(Exercise goal):
Repeat the listing in full, word for word.

===== Supplied material

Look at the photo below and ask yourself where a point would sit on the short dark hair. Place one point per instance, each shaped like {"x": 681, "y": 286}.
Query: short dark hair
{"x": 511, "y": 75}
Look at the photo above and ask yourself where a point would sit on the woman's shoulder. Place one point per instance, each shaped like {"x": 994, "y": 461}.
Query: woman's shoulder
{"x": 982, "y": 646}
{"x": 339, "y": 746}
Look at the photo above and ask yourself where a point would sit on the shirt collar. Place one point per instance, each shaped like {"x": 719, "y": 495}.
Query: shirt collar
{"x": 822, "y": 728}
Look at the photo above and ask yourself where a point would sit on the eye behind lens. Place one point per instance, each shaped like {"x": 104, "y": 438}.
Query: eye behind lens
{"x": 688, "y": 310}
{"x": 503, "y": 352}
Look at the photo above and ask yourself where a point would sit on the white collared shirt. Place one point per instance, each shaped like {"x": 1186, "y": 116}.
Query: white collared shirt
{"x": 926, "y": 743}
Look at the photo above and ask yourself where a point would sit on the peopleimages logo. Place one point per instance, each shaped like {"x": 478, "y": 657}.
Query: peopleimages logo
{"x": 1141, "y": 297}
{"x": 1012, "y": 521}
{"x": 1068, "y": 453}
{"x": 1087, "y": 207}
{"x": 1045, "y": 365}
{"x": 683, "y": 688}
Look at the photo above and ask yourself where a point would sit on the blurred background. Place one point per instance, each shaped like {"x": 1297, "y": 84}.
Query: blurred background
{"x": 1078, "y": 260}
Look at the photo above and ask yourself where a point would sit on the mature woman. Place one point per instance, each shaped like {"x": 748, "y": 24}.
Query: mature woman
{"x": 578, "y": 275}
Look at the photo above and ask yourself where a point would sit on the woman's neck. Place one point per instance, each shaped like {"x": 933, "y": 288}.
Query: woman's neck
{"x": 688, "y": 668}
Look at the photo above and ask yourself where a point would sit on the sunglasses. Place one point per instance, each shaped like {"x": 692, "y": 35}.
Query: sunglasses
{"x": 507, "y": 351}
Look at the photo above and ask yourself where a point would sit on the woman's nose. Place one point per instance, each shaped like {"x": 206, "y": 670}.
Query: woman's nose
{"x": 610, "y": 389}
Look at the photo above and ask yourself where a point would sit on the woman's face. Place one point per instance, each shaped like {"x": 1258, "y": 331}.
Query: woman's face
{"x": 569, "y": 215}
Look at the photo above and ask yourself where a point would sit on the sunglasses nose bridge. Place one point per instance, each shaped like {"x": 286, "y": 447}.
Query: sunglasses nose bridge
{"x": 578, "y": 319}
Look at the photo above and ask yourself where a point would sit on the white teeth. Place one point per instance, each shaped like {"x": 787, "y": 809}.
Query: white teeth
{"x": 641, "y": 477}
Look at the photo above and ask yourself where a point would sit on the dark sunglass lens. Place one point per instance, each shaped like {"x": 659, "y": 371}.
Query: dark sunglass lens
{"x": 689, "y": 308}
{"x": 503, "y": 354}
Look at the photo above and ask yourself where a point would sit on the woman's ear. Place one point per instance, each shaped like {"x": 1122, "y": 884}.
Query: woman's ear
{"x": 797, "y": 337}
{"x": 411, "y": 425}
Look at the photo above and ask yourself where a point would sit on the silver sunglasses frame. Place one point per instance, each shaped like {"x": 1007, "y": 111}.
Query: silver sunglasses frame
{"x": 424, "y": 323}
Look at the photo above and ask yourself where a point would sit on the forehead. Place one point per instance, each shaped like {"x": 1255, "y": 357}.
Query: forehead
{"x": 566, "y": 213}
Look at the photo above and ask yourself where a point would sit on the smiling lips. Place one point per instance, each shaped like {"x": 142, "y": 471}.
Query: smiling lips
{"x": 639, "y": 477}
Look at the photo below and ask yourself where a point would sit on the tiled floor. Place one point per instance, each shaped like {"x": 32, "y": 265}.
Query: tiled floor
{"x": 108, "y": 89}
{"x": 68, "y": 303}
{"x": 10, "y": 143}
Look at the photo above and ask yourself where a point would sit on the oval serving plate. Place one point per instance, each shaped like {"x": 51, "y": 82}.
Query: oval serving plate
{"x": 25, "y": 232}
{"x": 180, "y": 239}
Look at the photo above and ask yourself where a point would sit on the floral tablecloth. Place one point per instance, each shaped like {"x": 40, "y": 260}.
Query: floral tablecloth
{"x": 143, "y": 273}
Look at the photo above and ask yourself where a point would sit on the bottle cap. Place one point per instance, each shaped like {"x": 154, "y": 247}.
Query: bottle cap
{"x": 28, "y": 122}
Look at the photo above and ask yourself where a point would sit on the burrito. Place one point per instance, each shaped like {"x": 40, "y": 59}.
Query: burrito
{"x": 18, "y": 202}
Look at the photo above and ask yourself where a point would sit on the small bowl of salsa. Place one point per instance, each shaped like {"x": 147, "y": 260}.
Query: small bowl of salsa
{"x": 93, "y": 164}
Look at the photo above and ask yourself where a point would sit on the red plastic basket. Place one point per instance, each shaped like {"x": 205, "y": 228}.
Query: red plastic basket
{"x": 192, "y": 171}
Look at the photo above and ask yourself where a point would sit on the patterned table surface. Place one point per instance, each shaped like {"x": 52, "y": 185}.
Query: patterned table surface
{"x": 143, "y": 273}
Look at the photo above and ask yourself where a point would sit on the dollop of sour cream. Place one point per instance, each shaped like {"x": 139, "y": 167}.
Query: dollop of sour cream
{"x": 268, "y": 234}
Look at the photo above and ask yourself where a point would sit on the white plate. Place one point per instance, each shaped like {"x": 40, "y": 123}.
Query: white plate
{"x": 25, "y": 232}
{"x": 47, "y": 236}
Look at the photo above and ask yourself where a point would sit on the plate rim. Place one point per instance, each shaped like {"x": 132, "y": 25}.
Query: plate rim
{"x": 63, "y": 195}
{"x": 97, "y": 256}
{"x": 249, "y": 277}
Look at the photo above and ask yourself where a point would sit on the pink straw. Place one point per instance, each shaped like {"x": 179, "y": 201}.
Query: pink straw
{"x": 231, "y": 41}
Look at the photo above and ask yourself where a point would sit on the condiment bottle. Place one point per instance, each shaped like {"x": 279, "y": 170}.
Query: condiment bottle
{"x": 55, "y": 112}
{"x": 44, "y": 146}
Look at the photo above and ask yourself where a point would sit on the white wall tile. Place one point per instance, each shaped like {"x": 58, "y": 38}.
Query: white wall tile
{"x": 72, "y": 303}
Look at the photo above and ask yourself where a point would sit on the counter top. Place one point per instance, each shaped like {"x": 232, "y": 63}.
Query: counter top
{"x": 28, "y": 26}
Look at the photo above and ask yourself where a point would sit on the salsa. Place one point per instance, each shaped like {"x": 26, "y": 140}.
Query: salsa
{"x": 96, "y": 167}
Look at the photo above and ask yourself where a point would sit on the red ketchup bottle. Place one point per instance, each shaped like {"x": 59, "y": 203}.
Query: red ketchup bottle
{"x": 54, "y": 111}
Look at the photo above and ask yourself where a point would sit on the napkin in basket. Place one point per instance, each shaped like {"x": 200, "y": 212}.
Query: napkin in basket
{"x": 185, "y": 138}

==========

(Task answer):
Look at the photo below and ask yourself where a point would sit on the short dark hair. Place one point per instance, each shaped like {"x": 681, "y": 286}.
Query: short dark hair
{"x": 511, "y": 75}
Look at the photo above and ask yourself where a point would sit on the woman's shoulder. Place one point per instance, each shaped like {"x": 994, "y": 461}.
Query: woman's shoulder
{"x": 982, "y": 646}
{"x": 339, "y": 746}
Look at the photo above and ask yourself where a point would sit on the shirt collar. Place one point per instance, each shaped like {"x": 719, "y": 495}.
Query: shirt collar
{"x": 822, "y": 728}
Look at the photo above and ask yourself where a point would sit on the eye behind lens. Place one point per instance, each shaped like {"x": 104, "y": 438}.
Query: eye behind lens
{"x": 688, "y": 310}
{"x": 503, "y": 352}
Look at the photo above and ask yourself where a point would sit on the white collared shirt. Place one point per instance, each shaped like {"x": 1186, "y": 116}.
Query: white collared shirt
{"x": 926, "y": 743}
Look at the photo above and ask yourself where a point would sit on the peopleimages logo. Place one point per instance, each shaped like {"x": 478, "y": 657}.
Query: peopleimages logo
{"x": 1141, "y": 297}
{"x": 1012, "y": 521}
{"x": 1068, "y": 453}
{"x": 1087, "y": 207}
{"x": 1045, "y": 365}
{"x": 683, "y": 688}
Look at the photo above and ask yourself where a point would sit on the blurred background. Place one point per instance, each shaped like {"x": 1297, "y": 84}.
Query: blurred background
{"x": 1078, "y": 260}
Look at the photo above and ask yourself where a point would sit on the mature woman. Place one point per instance, each shaped like {"x": 748, "y": 24}.
Query: mature woman
{"x": 578, "y": 275}
Look at the photo above and ask yourself where a point would sit on the woman's neck. Place one point per instance, each shaped like {"x": 933, "y": 288}.
Query: woman's neck
{"x": 688, "y": 668}
Look at the photo above and ask yourself where a point would sit on the sunglasses. Place one point per instance, each shaped like {"x": 692, "y": 35}.
Query: sunglasses
{"x": 507, "y": 351}
Look at the photo above and ask yourself where a point would sit on the woman's nose. Place one point per instance, each shaped like {"x": 206, "y": 670}.
Query: woman's nose
{"x": 610, "y": 389}
Look at the photo above and ask yourself where a point would sit on the woman's face. Place one point per instance, each shaped like {"x": 1258, "y": 331}.
Query: woman's face
{"x": 569, "y": 215}
Look at the photo above and ask yourself where a point would sit on the sunglasses nose bridge. Place one point per instance, each shaped like {"x": 286, "y": 447}.
Query: sunglasses nose bridge
{"x": 578, "y": 319}
Look at the photo above and ask yourself where a point would sit on the white teeth. Place one point per instance, each shaped like {"x": 787, "y": 809}.
Query: white teeth
{"x": 641, "y": 477}
Look at the photo above and ask yourself where a point would sit on the dark sunglass lens. Place one point per instance, each shaped like {"x": 659, "y": 371}.
Query: dark sunglass lens
{"x": 689, "y": 308}
{"x": 503, "y": 354}
Look at the photo above and ask yourself where a point would sit on the woman's ear. Place one point per instance, each shaped like {"x": 1122, "y": 884}.
Query: woman's ear
{"x": 797, "y": 337}
{"x": 411, "y": 425}
Look at the photo above and ask yourself where a point would sit on the silver sunglasses frame. Place one point per instance, each shaped like {"x": 1007, "y": 111}.
Query: silver sunglasses frame
{"x": 424, "y": 323}
Look at the photo above and ask yourself where a point would sit on the forehead. Place one point per instance, each shaped like {"x": 1255, "y": 357}.
Query: forehead
{"x": 566, "y": 213}
Look at the photo above and ask yourself where a point would sit on the smiling lips. Place one point per instance, each shaped like {"x": 142, "y": 471}.
Query: smiling lips
{"x": 639, "y": 477}
Look at the photo below and ask yourself where a point would sit on the tiled floor. Place one point per instance, each shaped like {"x": 32, "y": 265}.
Query: tiled floor
{"x": 108, "y": 89}
{"x": 68, "y": 303}
{"x": 10, "y": 143}
Look at the photo above and ask yourself where a point would sit on the oval serving plate. Place one point per instance, each shaped like {"x": 51, "y": 82}.
Query: oval serving plate
{"x": 25, "y": 232}
{"x": 180, "y": 239}
Look at the photo above and ask yourself where a point would sit on the floral tablecloth. Place one point per instance, each shaped like {"x": 40, "y": 260}.
Query: floral tablecloth
{"x": 143, "y": 273}
Look at the photo above and ask yourself where a point would sit on the bottle cap. Place one point per instance, each shaped like {"x": 154, "y": 247}.
Query: bottle cap
{"x": 28, "y": 122}
Look at the photo above and ask yourself where a point would sit on the burrito. Place one point per instance, each shaped like {"x": 40, "y": 59}.
Query: burrito
{"x": 18, "y": 202}
Look at the photo above and ask yourself where a point would sit on the small bowl of salsa. Place one point per instance, each shaped like {"x": 147, "y": 260}.
Query: small bowl of salsa
{"x": 93, "y": 164}
Look at the photo above and ask yourself where a point would sit on the red plastic basket. Place one point per instance, each shaped like {"x": 205, "y": 228}.
Query: red plastic basket
{"x": 192, "y": 171}
Look at the photo above and ask yourself where a point would sit on the patterned table surface. Place one point per instance, each shaped like {"x": 52, "y": 185}.
Query: patterned table surface
{"x": 143, "y": 273}
Look at the photo above and ask yourself where a point would sit on the dollop of sour cream. Place one point per instance, each shaped like {"x": 139, "y": 167}.
Query: dollop of sour cream
{"x": 268, "y": 234}
Look at the photo above and ask yourself where a point would sit on the white plate. Place one point per instance, each shaped like {"x": 40, "y": 123}.
Query: white plate
{"x": 25, "y": 232}
{"x": 47, "y": 236}
Look at the photo above and ask yourself where a point would sit on the plate rim. Place one point per instance, each shaped like {"x": 132, "y": 25}.
Query: plate rim
{"x": 63, "y": 195}
{"x": 97, "y": 256}
{"x": 249, "y": 277}
Look at the photo above and ask yourself where a point would sit on the pink straw. Place one point per instance, each shaped like {"x": 179, "y": 201}.
Query: pink straw
{"x": 231, "y": 41}
Look at the photo above and ask yourself where a point would sit on the condiment bottle. Place one point per instance, each shaped like {"x": 279, "y": 170}.
Query: condiment bottle
{"x": 55, "y": 112}
{"x": 44, "y": 146}
Look at the photo above and ask yourself where a point would sit on the white wall tile. Place one point per instance, each shaped like {"x": 58, "y": 38}.
Query: white wall tile
{"x": 72, "y": 303}
Look at the photo above and ask yourself where a point would sit on the counter top. Place one point per instance, each shaped like {"x": 232, "y": 63}.
Query: counter top
{"x": 28, "y": 26}
Look at the photo above and ask yourself where a point would sit on the salsa. Place one point per instance, each shaped like {"x": 26, "y": 140}.
Query: salsa
{"x": 96, "y": 167}
Look at the photo above and ask yourself where a point would sit on the red ketchup bottle. Place one point per instance, each shaped like {"x": 59, "y": 203}.
Query: red ketchup bottle
{"x": 54, "y": 111}
Look at the photo above and ask yourself where a point would sit on the napkin in basket. Place one point per instance, each shaped like {"x": 200, "y": 212}.
Query: napkin in basket
{"x": 185, "y": 138}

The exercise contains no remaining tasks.